§ **TASK DIRECTIONS**: Repeat the entire listing below exactly.

§ **RECORDED INFORMATION**:

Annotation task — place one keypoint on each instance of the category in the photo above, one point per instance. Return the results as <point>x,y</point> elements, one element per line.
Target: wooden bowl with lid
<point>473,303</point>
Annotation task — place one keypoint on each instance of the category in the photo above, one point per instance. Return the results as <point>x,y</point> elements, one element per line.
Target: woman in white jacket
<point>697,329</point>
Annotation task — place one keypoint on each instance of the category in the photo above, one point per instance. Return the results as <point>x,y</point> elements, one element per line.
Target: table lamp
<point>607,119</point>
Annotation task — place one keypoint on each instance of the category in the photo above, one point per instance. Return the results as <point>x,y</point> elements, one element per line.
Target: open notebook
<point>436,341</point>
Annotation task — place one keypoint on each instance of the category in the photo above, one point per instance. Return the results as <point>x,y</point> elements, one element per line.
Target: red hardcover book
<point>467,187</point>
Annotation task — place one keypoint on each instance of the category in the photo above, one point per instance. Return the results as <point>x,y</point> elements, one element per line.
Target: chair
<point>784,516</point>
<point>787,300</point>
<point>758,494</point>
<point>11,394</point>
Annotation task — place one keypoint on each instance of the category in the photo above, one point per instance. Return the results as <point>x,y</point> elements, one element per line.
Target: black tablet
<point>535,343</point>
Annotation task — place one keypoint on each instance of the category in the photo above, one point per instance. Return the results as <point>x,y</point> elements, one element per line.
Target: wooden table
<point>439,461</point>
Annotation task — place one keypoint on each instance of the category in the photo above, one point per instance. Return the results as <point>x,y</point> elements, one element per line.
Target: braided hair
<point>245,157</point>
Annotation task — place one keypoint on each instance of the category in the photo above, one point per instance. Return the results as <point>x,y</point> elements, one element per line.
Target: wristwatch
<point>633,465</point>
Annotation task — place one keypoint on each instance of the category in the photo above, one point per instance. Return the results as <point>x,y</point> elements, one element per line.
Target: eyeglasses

§ **RESULT FOR THIS TASK**:
Annotation task — place one keypoint on each instance of the category in the photo above, one point per instance. Return the results as <point>x,y</point> elements, one element per line.
Target: wooden bowl with lid
<point>473,303</point>
Annotation task — place one keypoint on each instance of the category in the photo above, one point per instance. Return the results as <point>x,y</point> elements, one element per line.
Target: woman in white jacket
<point>697,329</point>
Annotation task — place one keypoint on each instance of the category in the photo above, one point per instance. Return the results as <point>x,y</point> elements, one element per line.
Target: table lamp
<point>607,119</point>
Annotation task — place one keypoint on each instance of the category in the photo above, one point per instance. Return the results as <point>x,y</point> elements, one element per line.
Target: open notebook
<point>436,341</point>
Annotation task — place one keypoint on each instance of the category in the photo above, one point per instance. Return the results as <point>x,y</point> elements, one element per line.
Target: red hardcover book
<point>467,187</point>
Annotation task — place one keypoint on each instance of the category in the photo above, one point per instance. Return the results as <point>x,y</point> elements, one element per line.
Target: chair
<point>784,516</point>
<point>787,300</point>
<point>758,494</point>
<point>11,394</point>
Annotation task — place one keypoint on each instance of the category in the photo above, one point per instance. Return the results as <point>x,y</point> elements, one element per line.
Target: black tablet
<point>535,343</point>
Annotation task — place one keypoint on each instance of the category in the photo above, one point per instance. Return the results as <point>x,y</point> elements, one element per line.
Target: wooden table
<point>439,461</point>
Annotation task — place one keypoint on each instance of the category in the photo above, one point per instance. Return the results as <point>x,y</point> elements, one element per line.
Target: braided hair
<point>245,157</point>
Annotation task — place one keypoint on each instance of the category in the photo above, one point per instance. Return the results as <point>x,y</point> elements, one element per line.
Target: wristwatch
<point>633,465</point>
Annotation task — place one keypoint on each instance of the category in the photo above, one point per instance. Return the results as <point>x,y</point> elements, one element per line.
Target: eyeglasses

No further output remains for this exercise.